**Text shown**
My Dumbest Trade

In the summer of 2007, Ontario Teachers Pension Plan (OTPP) led a consortium offering $42.75 per share to take BCE Inc private. At the time, this was the largest private equity deal in history.

To say this was a complicated deal is an understatement. (Here’s a good article, if you’re interested in learning all the details.) I won’t get into the deal drama. Instead I will focus on my assumptions and mistakes that caused me to lose big money.

Like many corporate actions, the OTPP offer took a long time to reach a conclusion – about 1.5 years. During that time financial conditions were worsening and BCE stock price consistently traded at a discount – sometimes steep – to the offer price. In May 2008 it was trading at $33.60. If the deal closed, that implied a 27% profit!

I followed analysts covering the deal and they suggested it was well-financed with little risk of falling apart. So I bought – a lot! I was excited to make a big profit and this felt like a ‘sure thing’.

I was wrong.

As the Global Financial Crisis unfolded, the cost of financing was becoming exorbitant and business risk was skyrocketing. A condition was added to the deal: auditors needed to sign off on BCE’s solvency. By December 2008 the deal fell apart because the auditors wouldn’t do it.

**Problems to solve**
a - In the story of the BCE trade above, what price per share did the consortium led by Ontario Teachers Pension Plan offer to take BCE Inc private?
b - Write out the BCE trade story word for word, everything from "To say this" down to "a ‘sure thing’.".
c - Continue the story of the failed BCE trade, picking up right after its final sentence.

**Recorded information**
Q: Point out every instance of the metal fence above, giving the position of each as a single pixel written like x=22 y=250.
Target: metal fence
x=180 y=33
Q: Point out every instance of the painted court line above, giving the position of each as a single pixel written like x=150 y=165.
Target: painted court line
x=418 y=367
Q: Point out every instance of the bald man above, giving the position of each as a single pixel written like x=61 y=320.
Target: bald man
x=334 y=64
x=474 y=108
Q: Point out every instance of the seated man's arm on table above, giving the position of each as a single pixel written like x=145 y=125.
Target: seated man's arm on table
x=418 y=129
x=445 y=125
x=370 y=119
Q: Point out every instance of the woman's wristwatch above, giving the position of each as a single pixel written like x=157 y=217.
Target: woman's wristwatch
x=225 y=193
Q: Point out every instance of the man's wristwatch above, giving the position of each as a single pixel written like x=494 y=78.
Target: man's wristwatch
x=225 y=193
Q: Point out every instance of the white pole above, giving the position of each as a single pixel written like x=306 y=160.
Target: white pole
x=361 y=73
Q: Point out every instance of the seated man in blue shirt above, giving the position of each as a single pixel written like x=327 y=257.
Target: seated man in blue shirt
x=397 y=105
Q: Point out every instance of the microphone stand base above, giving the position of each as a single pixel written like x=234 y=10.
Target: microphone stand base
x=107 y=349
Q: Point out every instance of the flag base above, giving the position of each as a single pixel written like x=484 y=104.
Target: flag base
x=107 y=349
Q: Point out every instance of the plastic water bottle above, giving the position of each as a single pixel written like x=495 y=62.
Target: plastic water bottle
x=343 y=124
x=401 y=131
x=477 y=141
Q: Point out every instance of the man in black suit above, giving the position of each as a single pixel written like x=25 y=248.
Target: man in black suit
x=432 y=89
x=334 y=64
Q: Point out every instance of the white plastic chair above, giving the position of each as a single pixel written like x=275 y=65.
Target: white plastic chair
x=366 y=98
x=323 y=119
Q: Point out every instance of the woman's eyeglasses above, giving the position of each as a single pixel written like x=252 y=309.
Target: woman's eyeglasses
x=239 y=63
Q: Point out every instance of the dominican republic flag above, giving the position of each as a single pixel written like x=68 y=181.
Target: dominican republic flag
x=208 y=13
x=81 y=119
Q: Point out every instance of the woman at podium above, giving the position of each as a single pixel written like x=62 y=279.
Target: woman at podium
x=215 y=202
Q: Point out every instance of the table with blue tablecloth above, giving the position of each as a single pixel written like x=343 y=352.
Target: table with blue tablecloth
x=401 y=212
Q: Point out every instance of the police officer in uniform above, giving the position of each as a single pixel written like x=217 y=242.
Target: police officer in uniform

**Responses to the exercise**
a - $42.75 per share.

b -
To say this was a complicated deal is an understatement. (Here’s a good article, if you’re interested in learning all the details.) I won’t get into the deal drama. Instead I will focus on my assumptions and mistakes that caused me to lose big money.

Like many corporate actions, the OTPP offer took a long time to reach a conclusion – about 1.5 years. During that time financial conditions were worsening and BCE stock price consistently traded at a discount – sometimes steep – to the offer price. In May 2008 it was trading at $33.60. If the deal closed, that implied a 27% profit!

I followed analysts covering the deal and they suggested it was well-financed with little risk of falling apart. So I bought – a lot! I was excited to make a big profit and this felt like a ‘sure thing’.

c -
The stock plummeted to $21.23. I lost a ton of money.

While this experience sucked at the time, it helped me become a better investor. Here are the lessons I learned from that trade:

  1. Attitude. I went into the trade feeling like I had a hot tip on a racehorse. Like I was privy to something special and needed to make the most of it. The feeling wasn’t that different from placing a heavy bet at the roulette table.

    Lesson: Always second-guess, slow down and de-risk a trade that is driven by excitement and FOMO.
  2. Confidence. I felt like the deal was a sure thing and sought opinions that confirmed my view. When I found them, this only served to feed my confidence. I thought there was no way I was wrong.

    Lesson: You will be wrong many times as an investor. Consider the implications of being wrong, regardless of your confidence, and make the necessary adjustments to protect yourself from your own hubris.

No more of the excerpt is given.